● **Stated goal**
Render the lines of every entry below as a single numbered list, omitting any blank lines. Leave the pictures out of your answer.

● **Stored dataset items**
★ ★ ★
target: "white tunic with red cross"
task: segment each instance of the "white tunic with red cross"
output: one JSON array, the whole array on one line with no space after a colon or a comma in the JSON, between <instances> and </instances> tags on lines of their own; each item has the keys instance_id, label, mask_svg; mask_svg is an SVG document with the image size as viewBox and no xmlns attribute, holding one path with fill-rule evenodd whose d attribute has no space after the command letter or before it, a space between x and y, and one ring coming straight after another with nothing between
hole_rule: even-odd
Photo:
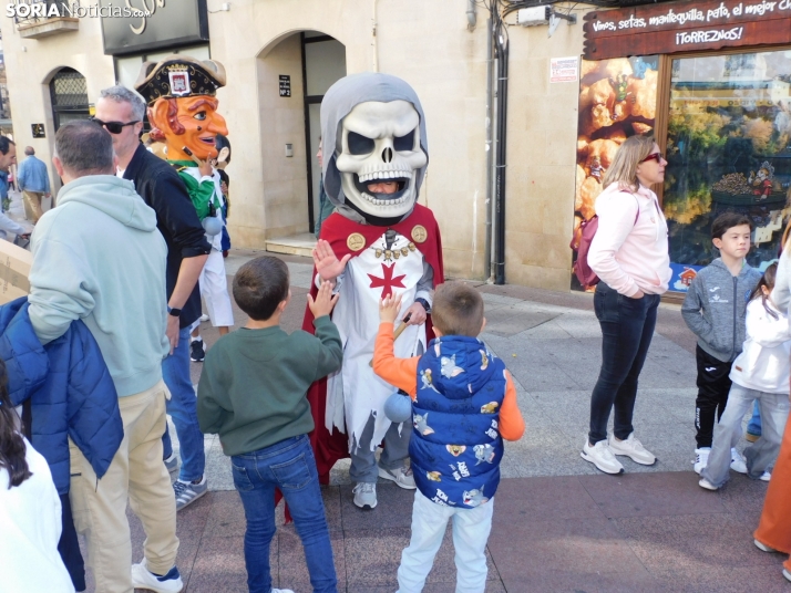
★ ★ ★
● **Solved problem**
1. target: "white tunic with red cross"
2. task: segment each instance of the "white tunic with red cross"
3. output: one JSON array, the whole array on one line with no space after a colon or a comma in the JSON, between <instances> and </instances> tags on lines of their own; each item has the keys instance_id, label, mask_svg; mask_svg is an SVG document with the image size as viewBox and no xmlns attribute, holding one path with fill-rule evenodd whose d attribute has no space after the command letter or before it, a space between x and y, and one ring coming straight after another with nothing between
4. hole_rule: even-odd
5. Photo:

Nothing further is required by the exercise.